## START
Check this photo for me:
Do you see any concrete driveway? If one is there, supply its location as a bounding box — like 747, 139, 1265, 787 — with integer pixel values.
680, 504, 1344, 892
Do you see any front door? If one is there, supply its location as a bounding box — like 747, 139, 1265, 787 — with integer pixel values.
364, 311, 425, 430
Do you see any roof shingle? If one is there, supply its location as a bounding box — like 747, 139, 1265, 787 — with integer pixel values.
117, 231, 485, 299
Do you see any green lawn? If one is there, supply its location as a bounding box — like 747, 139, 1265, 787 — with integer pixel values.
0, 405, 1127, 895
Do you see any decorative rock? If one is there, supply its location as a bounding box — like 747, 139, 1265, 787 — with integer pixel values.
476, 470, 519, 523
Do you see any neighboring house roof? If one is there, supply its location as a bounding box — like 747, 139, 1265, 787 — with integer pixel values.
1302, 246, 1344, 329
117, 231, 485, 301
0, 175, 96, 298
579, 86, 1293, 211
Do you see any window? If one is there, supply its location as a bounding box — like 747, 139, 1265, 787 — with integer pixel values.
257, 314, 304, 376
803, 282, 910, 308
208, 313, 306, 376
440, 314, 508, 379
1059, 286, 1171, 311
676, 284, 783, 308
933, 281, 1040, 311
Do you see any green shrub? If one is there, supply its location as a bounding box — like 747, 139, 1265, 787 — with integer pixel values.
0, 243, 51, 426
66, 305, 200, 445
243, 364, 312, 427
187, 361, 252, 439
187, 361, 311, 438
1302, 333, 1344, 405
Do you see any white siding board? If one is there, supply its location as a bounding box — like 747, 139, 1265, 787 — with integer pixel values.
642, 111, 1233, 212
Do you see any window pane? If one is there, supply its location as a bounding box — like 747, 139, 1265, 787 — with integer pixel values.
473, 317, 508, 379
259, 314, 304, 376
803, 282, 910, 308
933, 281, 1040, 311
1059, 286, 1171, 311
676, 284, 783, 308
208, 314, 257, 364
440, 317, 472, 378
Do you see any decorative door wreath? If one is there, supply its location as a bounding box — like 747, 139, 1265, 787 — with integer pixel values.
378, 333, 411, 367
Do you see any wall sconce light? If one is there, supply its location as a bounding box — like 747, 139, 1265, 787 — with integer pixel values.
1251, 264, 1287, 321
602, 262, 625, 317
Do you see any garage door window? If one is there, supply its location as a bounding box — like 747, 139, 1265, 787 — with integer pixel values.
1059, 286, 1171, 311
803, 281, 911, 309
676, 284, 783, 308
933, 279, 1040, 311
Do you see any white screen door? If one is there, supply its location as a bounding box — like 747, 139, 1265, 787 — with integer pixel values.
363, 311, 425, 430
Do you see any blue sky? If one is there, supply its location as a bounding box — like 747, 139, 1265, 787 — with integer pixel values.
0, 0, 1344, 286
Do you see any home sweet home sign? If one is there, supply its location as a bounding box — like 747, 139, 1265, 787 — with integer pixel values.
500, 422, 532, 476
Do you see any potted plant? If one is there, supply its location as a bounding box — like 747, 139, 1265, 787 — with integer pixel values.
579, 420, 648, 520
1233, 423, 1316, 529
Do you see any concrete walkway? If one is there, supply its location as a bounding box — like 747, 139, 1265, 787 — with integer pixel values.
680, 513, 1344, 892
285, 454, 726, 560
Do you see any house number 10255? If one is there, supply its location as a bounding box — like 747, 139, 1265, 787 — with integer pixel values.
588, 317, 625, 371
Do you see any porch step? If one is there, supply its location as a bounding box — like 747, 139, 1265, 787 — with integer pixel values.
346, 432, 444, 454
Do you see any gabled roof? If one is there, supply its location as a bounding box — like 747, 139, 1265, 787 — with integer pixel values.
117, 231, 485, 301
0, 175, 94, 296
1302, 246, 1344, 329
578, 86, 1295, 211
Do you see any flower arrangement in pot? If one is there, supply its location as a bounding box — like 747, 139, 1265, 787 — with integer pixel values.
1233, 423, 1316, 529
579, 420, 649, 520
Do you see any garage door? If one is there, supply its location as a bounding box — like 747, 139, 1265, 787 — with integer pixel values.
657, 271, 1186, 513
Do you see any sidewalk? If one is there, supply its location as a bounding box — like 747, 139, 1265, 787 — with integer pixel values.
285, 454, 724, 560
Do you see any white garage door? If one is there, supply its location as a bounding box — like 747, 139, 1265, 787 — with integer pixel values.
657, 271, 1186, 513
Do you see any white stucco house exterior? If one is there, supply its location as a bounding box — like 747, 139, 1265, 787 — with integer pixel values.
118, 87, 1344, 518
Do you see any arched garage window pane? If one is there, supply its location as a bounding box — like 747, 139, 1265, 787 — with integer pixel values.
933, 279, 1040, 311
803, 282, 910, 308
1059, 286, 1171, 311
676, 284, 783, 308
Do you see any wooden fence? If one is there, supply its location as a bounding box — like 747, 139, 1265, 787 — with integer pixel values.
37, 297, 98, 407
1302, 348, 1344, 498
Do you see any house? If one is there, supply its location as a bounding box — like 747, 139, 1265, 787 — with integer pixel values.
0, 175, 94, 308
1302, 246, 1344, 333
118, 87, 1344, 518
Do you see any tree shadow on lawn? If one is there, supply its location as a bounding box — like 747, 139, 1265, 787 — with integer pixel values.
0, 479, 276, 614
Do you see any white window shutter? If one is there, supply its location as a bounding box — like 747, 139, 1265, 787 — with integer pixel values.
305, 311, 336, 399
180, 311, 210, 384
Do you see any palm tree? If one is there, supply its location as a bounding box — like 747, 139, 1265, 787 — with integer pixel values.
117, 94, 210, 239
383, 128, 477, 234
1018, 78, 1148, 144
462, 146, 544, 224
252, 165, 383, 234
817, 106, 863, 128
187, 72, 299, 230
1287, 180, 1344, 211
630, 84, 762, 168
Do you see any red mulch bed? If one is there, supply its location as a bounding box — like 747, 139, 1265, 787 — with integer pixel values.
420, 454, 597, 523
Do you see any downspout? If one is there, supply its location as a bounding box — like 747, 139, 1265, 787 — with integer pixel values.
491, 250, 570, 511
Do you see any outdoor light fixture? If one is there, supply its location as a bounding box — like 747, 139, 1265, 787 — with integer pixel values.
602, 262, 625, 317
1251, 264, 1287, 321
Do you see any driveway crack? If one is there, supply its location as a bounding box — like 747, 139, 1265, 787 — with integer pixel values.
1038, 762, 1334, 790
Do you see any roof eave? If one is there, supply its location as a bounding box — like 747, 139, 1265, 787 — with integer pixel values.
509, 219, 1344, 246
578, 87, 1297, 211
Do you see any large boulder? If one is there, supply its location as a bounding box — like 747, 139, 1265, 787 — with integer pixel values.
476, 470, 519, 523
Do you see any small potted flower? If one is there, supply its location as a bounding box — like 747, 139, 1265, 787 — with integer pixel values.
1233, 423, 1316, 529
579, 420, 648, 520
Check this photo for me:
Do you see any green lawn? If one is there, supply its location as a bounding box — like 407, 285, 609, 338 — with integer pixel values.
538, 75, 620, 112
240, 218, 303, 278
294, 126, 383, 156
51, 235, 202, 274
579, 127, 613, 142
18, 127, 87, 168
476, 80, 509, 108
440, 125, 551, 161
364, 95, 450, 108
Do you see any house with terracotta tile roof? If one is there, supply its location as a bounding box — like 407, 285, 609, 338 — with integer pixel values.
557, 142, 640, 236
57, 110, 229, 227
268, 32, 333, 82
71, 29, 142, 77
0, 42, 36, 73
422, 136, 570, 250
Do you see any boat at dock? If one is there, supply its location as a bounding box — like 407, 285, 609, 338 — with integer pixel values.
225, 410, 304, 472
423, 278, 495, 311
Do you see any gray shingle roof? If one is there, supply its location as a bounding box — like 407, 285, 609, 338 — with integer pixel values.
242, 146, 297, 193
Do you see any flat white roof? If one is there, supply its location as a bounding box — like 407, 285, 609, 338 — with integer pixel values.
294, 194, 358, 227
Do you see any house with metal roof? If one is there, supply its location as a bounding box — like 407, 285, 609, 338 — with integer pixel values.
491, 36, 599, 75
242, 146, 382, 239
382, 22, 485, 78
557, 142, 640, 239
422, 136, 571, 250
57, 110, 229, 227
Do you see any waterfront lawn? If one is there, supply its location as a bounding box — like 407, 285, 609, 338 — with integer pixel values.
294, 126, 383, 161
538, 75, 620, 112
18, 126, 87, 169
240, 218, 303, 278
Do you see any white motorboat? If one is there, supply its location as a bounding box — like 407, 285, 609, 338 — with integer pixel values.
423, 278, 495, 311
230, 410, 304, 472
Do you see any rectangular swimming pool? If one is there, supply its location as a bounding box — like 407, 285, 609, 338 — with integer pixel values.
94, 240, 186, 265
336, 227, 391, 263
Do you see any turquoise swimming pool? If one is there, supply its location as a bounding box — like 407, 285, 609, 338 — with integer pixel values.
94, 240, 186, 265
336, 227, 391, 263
## END
PROBLEM DESCRIPTION:
Could you repeat word for word everything in the entries from the line containing "Do you see any small" down to the line containing "230, 410, 304, 472", with both of those lines included?

OUTPUT OF THE EXERCISE:
Do you see any small potted flower? If one is there, supply its location as a bounding box — like 747, 139, 1265, 787 — with integer pixel values.
1233, 423, 1316, 529
579, 420, 648, 520
Check this photo for me:
Do you see any green lawn? If one is there, supply its location as a bounding box — like 407, 285, 609, 338 — with integer pixel values.
538, 75, 620, 112
240, 218, 303, 278
294, 126, 383, 156
51, 235, 202, 274
579, 127, 613, 142
18, 127, 87, 168
476, 80, 509, 108
440, 125, 551, 161
364, 95, 450, 108
Do you see any house with terracotta tile roof? If one is there, supply its location as a bounding box — like 407, 285, 609, 338 — with integer pixel values.
557, 142, 640, 236
57, 110, 229, 227
268, 32, 333, 82
71, 29, 142, 77
0, 42, 36, 73
422, 136, 570, 250
Do you see any boat at dock? If one is there, supply its location as a bounding box — like 407, 285, 609, 338 — with integer pixel values.
225, 410, 304, 472
423, 278, 495, 311
Do you see any gray shingle roof? If one is there, supply its location as a bounding box — like 407, 285, 609, 338 — with integer pixel values.
242, 146, 297, 193
Do you see any flat white roof? If one is there, supply its location as a bounding box — like 407, 285, 609, 338 — with integer pixel values.
294, 194, 358, 227
Do you see any house with metal roof? If one is there, supply its location as a bounding box — like 407, 285, 609, 338 — with integer pixel values.
491, 36, 599, 75
242, 146, 382, 239
382, 22, 485, 78
557, 142, 640, 239
422, 136, 571, 250
57, 110, 229, 227
Do you see any waterfront lawn? If one is there, supply its location as a bounding box — like 407, 285, 609, 338 — with integer pixel values.
294, 126, 383, 161
538, 75, 620, 112
18, 126, 87, 169
240, 218, 303, 278
Do you see any white motorboat? If one is there, supply its location as a bounding box — like 407, 285, 609, 338 — with integer pixel values.
423, 278, 495, 311
230, 410, 304, 472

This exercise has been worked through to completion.